# New Shimano Stradic FJ Spinning Reels ***Thing of beauty***



## HookSet Harvey (Aug 12, 2010)

I see they went back with the original white color. I personally feel that's what they should of stuck with since they have been white all along. This reel looks like its gonna be very nice, maybe pair it up the a Abu Garcia Veritas. I see the Abu has the new mico guides coming out for the Veritas casting version but have yet to see them for the spinning version. 

I have two older Stradics now a 1000 and 2500 and they both held up very well under alot of stress and use over the years. Hopefully the new model stays true to the Shimano standard.

Cant wait for to get one!!!


http://www.tacklewarehouse.com/Shimano_Stradic_Spinning_Reels_FJ/descpage-SSFJ.html


----------



## Tokugawa (Apr 29, 2008)

I'm happy about that too.


----------



## HookSet Harvey (Aug 12, 2010)

4 hours of overtime done....4 more and I'll have plenty of money for the reel.


----------



## Buzzin (Jun 22, 2010)

Although mine isn't the FJ I absolutely love my Stradic/Veritas combo super light, sensitive, and great drag.It's has held its own against a few muskie and some 10 lb carp. I absolutely love throwing wacky rigged Senkos on this combo! 







[/IMG]


----------



## HookSet Harvey (Aug 12, 2010)

Nice combo buzzin. Which pole are you using I have heard that they run on the stiffer side. I really hope they bring out the micro guide in spinning!!!
What is that green string your running? Looks bad azz.

I'm hooked on the stradic lineup. Didn't really care for the last FI model though. Just didn't do it for me, without the white color. But still smooth and a nice reel.
I have the CI4 also with a Abu Vendetta 6'9" ML and love it. Caught a few nice muskie like yourself on it and use it for walleye and bass fishing. 
I'm still not sure if I want the 2500 or 1000 size. 2500 is more versatile but there is something about that 1000 size that I just love.

▶ Provided data
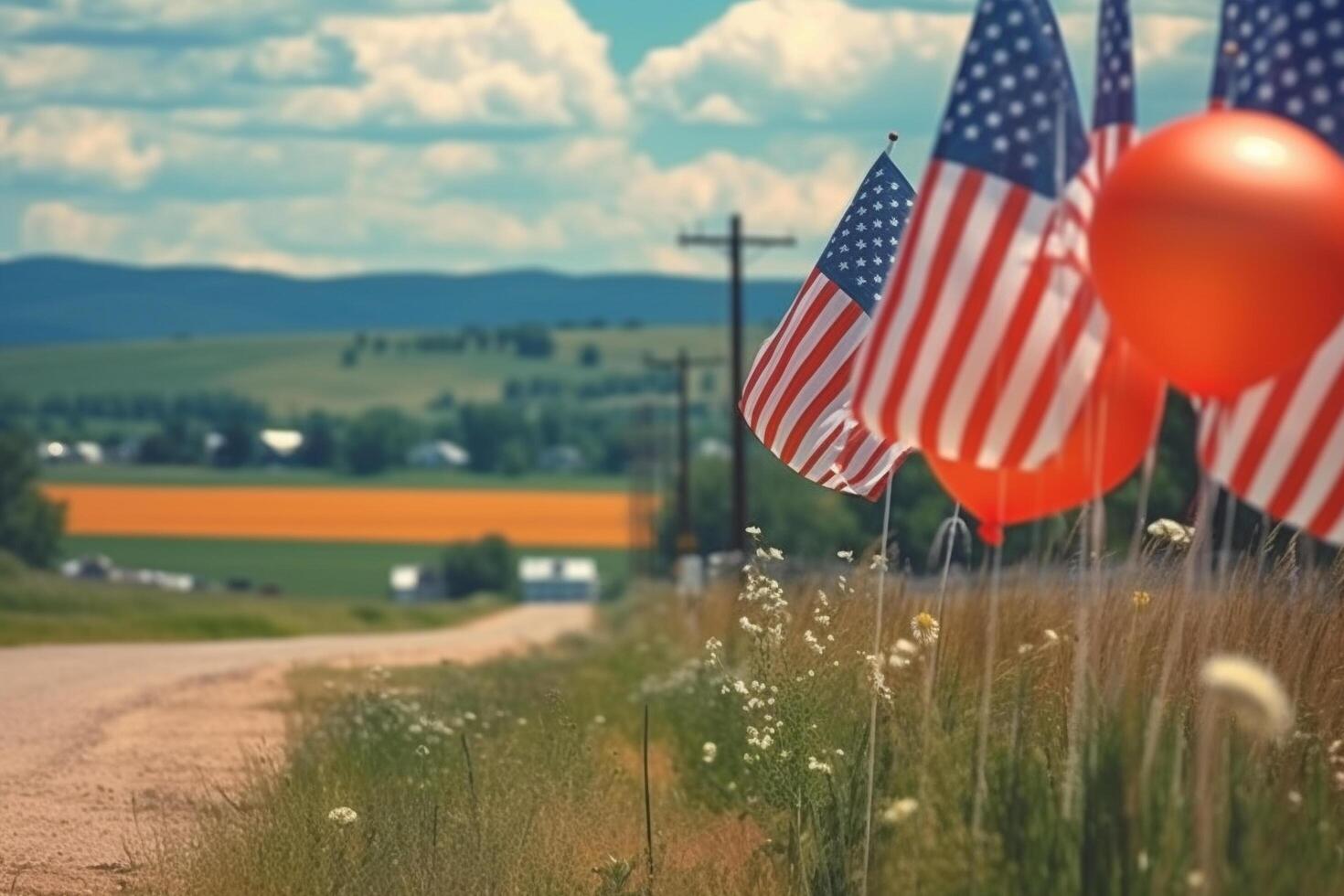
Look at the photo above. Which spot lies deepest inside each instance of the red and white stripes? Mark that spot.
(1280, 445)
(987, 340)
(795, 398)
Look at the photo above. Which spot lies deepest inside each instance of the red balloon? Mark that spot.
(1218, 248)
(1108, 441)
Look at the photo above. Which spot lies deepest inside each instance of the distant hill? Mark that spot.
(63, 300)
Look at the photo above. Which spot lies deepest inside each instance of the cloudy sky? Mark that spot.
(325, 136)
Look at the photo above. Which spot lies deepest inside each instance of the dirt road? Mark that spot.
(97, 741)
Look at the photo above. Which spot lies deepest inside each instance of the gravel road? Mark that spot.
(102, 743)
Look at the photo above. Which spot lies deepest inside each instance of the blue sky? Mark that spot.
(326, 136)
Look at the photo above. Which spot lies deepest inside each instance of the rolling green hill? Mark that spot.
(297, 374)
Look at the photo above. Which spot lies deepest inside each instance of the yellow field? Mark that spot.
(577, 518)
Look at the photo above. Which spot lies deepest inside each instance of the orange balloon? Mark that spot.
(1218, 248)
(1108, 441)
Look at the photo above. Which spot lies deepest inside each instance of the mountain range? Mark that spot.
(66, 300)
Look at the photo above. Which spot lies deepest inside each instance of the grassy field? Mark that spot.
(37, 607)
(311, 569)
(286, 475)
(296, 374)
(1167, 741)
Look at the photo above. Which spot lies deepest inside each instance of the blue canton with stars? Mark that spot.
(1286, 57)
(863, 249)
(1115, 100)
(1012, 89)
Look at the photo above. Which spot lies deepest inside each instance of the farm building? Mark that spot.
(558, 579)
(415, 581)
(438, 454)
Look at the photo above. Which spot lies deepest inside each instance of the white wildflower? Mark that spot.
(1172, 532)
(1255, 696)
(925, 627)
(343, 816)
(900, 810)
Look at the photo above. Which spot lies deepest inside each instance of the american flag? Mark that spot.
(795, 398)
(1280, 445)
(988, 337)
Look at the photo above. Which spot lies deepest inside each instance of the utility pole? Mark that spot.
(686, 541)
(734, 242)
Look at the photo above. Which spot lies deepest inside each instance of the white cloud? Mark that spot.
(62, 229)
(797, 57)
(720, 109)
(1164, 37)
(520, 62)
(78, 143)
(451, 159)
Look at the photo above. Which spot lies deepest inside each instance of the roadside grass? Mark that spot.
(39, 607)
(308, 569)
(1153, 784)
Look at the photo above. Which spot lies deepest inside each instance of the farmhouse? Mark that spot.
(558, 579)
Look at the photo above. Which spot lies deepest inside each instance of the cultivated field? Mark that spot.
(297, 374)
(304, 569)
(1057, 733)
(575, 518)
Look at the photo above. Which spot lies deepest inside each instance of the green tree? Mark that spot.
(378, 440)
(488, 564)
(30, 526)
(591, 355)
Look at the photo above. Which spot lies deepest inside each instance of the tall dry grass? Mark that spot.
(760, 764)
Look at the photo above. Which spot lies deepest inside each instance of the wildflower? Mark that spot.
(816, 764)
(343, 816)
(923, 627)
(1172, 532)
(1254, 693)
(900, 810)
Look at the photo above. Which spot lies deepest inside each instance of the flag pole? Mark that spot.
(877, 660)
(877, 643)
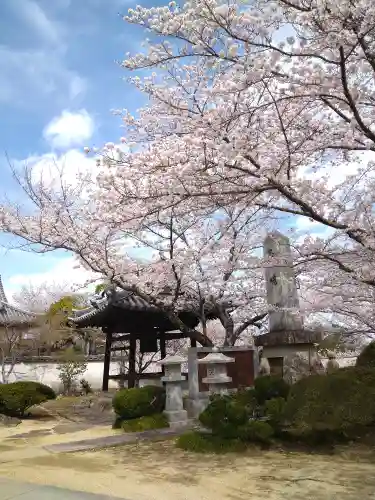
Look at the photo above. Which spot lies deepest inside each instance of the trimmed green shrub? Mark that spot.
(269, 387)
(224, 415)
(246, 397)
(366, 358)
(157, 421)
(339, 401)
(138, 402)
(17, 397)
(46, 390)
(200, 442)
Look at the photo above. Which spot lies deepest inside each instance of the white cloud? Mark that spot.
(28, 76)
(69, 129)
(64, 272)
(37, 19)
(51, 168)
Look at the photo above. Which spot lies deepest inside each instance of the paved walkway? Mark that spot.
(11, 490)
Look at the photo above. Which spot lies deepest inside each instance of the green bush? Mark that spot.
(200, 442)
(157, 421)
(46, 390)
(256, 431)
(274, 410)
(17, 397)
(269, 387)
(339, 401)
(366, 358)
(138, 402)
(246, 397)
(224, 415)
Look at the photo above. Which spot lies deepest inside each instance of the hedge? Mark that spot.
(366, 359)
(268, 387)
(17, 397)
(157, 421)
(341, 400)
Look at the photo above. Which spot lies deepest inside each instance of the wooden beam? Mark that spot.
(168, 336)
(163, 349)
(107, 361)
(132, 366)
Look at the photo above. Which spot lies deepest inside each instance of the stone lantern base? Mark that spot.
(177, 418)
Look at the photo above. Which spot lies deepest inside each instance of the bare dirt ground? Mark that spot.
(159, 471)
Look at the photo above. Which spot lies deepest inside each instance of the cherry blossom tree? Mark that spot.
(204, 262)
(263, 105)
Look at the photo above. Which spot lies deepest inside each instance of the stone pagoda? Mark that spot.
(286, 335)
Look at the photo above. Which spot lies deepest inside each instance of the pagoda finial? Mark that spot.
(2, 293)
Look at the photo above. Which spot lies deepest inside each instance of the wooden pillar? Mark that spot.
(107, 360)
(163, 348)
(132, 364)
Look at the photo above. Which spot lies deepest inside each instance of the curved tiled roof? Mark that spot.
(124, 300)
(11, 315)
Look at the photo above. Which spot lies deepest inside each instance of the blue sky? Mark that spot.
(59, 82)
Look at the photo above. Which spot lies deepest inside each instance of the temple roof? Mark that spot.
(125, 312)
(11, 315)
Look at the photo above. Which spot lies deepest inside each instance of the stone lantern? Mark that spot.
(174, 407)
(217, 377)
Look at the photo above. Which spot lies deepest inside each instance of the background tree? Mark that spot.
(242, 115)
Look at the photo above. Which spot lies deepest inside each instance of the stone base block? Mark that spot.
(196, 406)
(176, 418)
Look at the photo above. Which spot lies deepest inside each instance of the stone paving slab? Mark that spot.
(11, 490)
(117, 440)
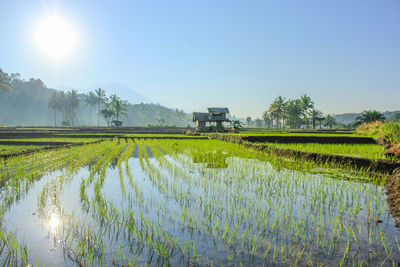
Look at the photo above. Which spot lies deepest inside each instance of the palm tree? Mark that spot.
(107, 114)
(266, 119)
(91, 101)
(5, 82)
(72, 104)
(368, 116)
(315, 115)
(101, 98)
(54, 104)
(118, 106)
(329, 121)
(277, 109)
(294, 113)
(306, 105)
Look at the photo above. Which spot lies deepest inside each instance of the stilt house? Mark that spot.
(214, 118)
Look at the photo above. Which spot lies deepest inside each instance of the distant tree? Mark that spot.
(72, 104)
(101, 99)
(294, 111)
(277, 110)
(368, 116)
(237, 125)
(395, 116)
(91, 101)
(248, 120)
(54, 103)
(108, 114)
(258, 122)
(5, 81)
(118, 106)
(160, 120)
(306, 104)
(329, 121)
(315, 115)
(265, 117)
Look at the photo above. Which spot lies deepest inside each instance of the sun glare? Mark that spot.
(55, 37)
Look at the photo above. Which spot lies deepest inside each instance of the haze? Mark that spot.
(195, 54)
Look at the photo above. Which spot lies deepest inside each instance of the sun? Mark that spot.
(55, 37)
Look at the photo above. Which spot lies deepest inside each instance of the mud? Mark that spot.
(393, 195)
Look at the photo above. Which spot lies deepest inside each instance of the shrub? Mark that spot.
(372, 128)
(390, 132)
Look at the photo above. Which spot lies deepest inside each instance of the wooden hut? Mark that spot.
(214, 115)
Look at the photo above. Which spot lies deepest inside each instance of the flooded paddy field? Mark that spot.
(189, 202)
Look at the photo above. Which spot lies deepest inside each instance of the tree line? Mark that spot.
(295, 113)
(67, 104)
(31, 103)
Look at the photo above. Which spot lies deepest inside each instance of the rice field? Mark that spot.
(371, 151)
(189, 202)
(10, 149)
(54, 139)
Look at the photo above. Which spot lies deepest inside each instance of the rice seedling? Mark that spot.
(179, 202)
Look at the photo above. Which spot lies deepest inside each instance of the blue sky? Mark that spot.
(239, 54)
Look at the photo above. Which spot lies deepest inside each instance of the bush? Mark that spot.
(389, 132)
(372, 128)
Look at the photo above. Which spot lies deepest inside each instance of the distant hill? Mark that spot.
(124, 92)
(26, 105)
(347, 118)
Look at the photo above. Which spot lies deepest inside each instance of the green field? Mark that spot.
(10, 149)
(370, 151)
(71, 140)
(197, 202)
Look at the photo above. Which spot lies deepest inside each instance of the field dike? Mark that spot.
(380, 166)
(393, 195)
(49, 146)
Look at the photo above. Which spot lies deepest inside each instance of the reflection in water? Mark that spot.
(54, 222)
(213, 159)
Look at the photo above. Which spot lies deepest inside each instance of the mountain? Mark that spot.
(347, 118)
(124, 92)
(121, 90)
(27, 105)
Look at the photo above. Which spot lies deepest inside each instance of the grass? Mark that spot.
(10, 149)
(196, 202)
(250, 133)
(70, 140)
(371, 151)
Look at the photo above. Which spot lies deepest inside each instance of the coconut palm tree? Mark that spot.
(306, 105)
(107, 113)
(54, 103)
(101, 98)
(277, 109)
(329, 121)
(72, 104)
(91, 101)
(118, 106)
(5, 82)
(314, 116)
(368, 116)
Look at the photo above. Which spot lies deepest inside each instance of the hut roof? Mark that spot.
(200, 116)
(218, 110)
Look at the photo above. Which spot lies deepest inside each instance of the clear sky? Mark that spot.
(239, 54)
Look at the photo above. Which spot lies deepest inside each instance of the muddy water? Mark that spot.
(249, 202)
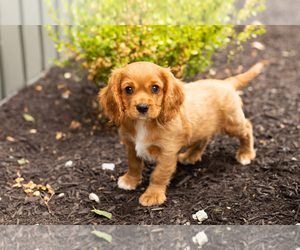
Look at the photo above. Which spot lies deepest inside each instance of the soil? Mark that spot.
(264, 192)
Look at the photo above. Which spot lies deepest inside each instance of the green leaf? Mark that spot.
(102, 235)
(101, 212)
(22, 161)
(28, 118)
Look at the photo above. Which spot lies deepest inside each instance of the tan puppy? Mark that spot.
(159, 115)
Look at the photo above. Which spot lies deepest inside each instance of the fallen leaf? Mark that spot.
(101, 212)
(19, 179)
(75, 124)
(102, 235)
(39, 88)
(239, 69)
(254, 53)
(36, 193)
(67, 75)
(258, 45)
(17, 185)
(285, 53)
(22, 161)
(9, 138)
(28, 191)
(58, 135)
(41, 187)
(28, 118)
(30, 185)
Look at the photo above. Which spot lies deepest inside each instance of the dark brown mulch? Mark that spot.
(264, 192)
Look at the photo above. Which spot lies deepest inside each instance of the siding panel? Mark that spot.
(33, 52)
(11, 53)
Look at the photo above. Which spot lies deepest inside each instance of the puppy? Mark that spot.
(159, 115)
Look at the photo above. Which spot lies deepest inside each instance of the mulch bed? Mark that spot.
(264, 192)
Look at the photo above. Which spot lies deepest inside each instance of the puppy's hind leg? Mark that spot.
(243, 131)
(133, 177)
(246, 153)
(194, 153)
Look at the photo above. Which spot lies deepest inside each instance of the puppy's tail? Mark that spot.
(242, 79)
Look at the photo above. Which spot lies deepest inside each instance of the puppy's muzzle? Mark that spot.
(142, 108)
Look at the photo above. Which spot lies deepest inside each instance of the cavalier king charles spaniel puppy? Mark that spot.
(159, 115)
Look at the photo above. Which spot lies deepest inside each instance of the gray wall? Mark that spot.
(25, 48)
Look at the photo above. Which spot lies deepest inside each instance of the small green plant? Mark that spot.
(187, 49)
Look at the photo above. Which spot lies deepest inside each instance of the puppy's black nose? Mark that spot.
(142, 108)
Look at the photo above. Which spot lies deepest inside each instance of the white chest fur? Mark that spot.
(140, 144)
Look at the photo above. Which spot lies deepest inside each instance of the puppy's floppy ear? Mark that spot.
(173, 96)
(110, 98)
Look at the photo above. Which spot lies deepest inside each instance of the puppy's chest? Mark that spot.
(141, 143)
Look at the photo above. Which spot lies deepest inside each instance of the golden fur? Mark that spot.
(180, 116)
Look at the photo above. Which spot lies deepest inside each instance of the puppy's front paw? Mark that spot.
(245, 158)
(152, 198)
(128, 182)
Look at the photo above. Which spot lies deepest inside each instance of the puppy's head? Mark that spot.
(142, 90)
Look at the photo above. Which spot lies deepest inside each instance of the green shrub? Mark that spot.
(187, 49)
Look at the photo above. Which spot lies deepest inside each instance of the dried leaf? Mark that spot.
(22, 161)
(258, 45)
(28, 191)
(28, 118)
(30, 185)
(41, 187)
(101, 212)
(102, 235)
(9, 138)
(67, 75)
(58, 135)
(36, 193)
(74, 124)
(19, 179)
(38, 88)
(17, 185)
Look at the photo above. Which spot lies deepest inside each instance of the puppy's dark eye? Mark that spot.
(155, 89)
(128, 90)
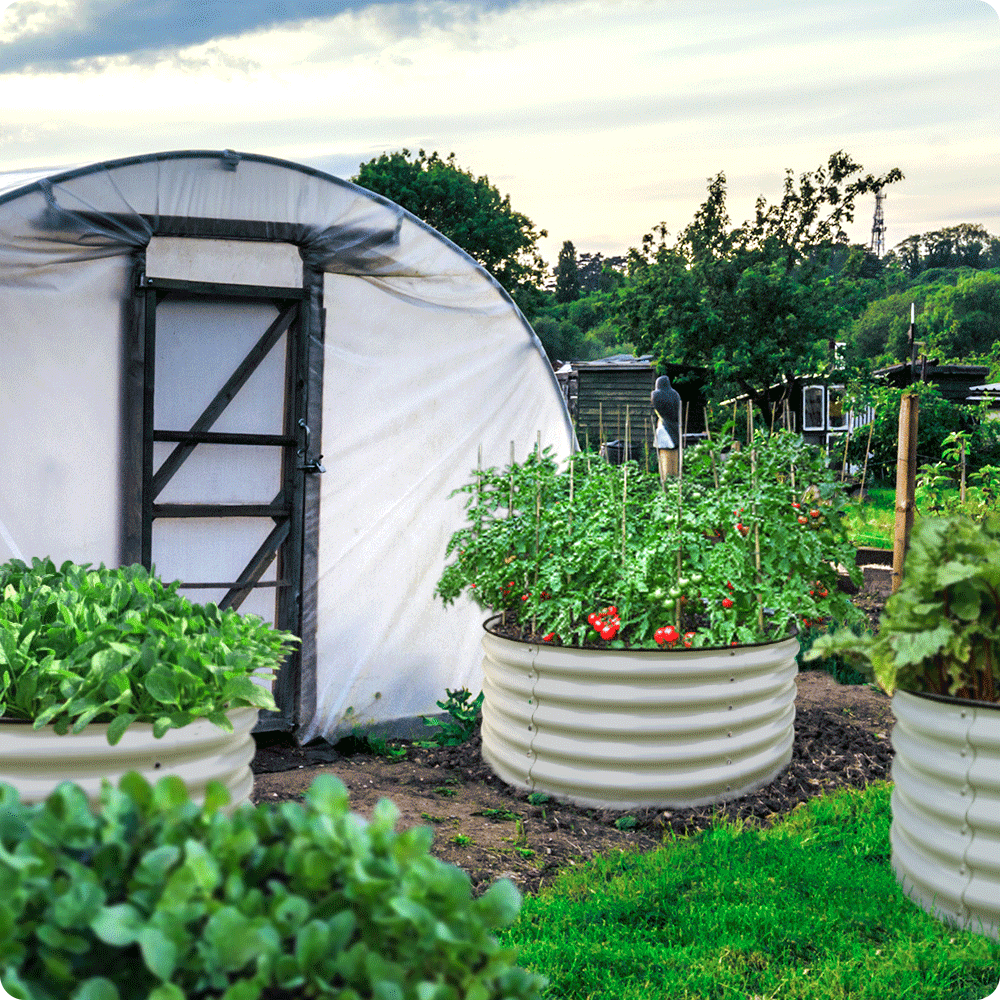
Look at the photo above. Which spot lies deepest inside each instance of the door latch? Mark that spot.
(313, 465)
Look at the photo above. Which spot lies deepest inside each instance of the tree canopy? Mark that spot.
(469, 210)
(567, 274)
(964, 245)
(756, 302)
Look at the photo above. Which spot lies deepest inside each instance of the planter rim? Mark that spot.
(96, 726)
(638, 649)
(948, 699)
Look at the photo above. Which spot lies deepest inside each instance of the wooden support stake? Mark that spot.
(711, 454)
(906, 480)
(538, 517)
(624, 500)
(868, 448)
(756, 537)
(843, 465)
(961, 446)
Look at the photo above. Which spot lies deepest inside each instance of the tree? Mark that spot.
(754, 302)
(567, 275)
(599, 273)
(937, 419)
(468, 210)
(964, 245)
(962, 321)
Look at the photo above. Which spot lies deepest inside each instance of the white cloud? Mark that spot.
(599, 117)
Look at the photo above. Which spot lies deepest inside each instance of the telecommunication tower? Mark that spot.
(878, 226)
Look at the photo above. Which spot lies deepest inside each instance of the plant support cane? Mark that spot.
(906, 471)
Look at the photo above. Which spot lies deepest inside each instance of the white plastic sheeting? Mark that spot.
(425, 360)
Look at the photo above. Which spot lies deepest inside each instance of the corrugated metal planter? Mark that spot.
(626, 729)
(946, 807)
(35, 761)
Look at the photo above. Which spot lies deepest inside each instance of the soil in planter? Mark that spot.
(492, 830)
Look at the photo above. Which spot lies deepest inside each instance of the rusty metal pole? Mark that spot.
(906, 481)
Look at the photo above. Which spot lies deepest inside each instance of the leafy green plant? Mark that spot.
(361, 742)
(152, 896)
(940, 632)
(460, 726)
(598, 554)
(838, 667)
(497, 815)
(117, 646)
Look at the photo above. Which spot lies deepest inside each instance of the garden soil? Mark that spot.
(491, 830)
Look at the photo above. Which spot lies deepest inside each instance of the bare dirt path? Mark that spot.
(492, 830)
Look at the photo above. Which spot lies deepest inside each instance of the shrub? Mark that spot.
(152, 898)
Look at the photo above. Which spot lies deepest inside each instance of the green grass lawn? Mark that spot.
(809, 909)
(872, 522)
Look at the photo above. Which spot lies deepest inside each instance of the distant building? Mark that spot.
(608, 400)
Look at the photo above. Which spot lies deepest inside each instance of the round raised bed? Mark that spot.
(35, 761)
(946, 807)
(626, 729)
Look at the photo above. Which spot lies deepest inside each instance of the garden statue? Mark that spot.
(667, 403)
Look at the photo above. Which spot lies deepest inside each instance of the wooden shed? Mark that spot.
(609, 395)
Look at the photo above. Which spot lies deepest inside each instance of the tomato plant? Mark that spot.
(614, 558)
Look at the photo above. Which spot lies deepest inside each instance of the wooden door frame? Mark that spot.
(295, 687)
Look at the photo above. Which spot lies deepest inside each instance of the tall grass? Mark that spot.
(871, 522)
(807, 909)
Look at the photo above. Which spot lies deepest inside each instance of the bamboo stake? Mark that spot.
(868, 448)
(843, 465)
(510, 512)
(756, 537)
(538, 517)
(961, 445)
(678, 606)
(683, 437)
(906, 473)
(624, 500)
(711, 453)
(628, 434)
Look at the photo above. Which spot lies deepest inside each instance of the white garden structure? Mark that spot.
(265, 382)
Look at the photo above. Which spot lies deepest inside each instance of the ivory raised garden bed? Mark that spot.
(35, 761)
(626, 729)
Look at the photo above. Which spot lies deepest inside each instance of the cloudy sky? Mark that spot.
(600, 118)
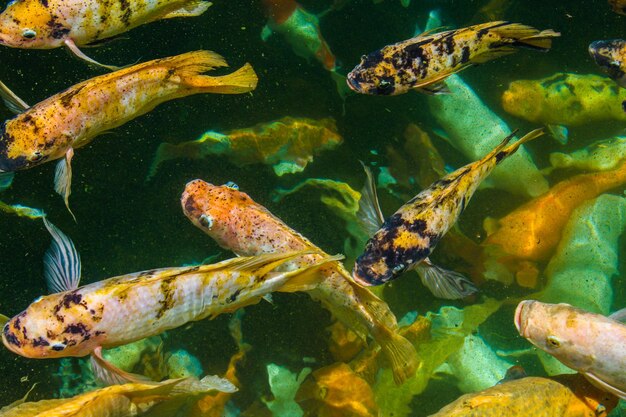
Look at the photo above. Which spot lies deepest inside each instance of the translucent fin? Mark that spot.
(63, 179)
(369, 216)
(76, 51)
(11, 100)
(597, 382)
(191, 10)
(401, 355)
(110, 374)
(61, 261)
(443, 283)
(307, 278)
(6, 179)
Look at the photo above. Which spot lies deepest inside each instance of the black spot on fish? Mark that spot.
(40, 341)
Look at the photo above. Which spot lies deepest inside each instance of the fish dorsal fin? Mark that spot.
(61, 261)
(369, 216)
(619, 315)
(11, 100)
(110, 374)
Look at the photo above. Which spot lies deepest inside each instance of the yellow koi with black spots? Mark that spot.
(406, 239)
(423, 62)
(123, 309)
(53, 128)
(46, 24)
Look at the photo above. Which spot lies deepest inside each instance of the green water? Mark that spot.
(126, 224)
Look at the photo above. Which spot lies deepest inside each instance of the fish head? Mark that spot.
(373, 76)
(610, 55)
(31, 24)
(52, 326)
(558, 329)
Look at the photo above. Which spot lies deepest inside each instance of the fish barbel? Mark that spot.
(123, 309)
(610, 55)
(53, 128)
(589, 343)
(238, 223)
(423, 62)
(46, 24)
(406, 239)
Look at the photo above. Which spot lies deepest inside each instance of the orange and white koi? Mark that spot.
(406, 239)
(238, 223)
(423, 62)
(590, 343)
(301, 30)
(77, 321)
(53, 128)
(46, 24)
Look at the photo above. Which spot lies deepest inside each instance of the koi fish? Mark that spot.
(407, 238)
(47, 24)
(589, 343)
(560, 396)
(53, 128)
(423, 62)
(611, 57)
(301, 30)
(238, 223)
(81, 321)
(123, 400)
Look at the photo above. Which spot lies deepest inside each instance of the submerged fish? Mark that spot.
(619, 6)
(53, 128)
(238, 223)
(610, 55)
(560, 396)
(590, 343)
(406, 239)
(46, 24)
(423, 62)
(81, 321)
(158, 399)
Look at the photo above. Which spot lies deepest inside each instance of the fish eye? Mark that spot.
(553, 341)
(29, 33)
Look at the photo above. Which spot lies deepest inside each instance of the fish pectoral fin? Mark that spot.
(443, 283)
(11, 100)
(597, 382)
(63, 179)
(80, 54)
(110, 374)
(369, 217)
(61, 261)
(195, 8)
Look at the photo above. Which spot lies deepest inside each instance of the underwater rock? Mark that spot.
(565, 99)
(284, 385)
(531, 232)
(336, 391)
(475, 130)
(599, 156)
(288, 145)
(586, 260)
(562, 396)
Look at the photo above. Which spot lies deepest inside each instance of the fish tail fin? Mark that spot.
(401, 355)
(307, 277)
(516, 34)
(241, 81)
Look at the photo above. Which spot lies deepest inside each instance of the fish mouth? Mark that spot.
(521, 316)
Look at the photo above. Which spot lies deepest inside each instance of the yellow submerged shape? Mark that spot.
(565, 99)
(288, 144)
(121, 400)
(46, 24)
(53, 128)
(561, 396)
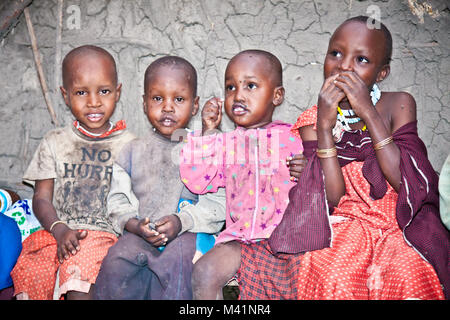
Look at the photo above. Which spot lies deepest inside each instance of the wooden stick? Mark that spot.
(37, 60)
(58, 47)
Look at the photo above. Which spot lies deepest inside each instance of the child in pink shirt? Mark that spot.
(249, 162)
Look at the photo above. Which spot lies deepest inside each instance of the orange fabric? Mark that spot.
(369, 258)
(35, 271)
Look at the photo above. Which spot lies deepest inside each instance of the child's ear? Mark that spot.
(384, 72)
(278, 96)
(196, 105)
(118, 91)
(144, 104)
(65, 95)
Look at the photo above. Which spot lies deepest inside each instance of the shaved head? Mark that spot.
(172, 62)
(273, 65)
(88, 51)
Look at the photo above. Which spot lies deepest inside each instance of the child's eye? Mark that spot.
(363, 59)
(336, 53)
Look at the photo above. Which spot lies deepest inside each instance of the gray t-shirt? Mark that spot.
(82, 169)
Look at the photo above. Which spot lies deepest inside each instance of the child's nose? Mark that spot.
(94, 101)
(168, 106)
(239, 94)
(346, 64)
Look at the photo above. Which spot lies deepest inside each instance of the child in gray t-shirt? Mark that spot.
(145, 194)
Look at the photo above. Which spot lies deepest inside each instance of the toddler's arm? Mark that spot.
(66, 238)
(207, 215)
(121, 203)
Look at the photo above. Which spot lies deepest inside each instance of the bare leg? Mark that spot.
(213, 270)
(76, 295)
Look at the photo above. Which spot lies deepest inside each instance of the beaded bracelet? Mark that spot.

▶ Written instruction
In the forum thread about the Shimano Stradic FJ reels, which fish does Buzzin say the Stradic/Veritas combo has held its own against?

▶ Output of the task
A few muskie and some 10 lb carp.